* [DATA UNDER STUDY]:

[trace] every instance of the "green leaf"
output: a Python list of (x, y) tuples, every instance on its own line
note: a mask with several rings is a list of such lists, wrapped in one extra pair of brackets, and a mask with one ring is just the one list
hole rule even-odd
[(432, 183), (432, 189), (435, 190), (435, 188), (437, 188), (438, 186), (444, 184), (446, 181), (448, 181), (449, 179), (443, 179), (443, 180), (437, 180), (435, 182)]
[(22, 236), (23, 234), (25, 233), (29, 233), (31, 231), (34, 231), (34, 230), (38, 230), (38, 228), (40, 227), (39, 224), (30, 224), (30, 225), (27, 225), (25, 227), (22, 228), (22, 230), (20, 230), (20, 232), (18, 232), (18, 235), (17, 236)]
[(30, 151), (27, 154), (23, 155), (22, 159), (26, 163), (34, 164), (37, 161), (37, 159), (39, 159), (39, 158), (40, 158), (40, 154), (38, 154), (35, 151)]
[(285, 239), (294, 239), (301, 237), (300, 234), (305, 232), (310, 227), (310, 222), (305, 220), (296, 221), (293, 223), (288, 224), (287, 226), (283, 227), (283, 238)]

* [YOUR TASK]: Whatever the entries say, repeat all of them exactly.

* [WRITTEN REPLY]:
[trace] every instance of the "green leaf"
output: a Python list of (x, y) tuples, every instance on its own line
note: a mask with several rings is a list of such lists, wrapped in one extra pair of brackets, and a mask with one ring is just the one list
hole rule even-odd
[(432, 183), (432, 189), (435, 190), (435, 188), (437, 188), (438, 186), (444, 184), (446, 181), (448, 181), (449, 179), (443, 179), (443, 180), (437, 180), (435, 182)]
[(22, 236), (23, 234), (25, 233), (29, 233), (31, 231), (34, 231), (34, 230), (38, 230), (38, 228), (40, 227), (39, 224), (30, 224), (30, 225), (27, 225), (25, 227), (22, 228), (22, 230), (20, 230), (20, 232), (18, 232), (18, 235), (17, 236)]
[(30, 151), (27, 154), (23, 155), (22, 159), (26, 163), (34, 164), (37, 161), (37, 159), (39, 159), (39, 158), (40, 158), (40, 154), (38, 154), (35, 151)]
[(285, 239), (294, 239), (301, 237), (300, 234), (305, 232), (310, 227), (310, 222), (305, 220), (296, 221), (293, 223), (288, 224), (287, 226), (283, 227), (283, 238)]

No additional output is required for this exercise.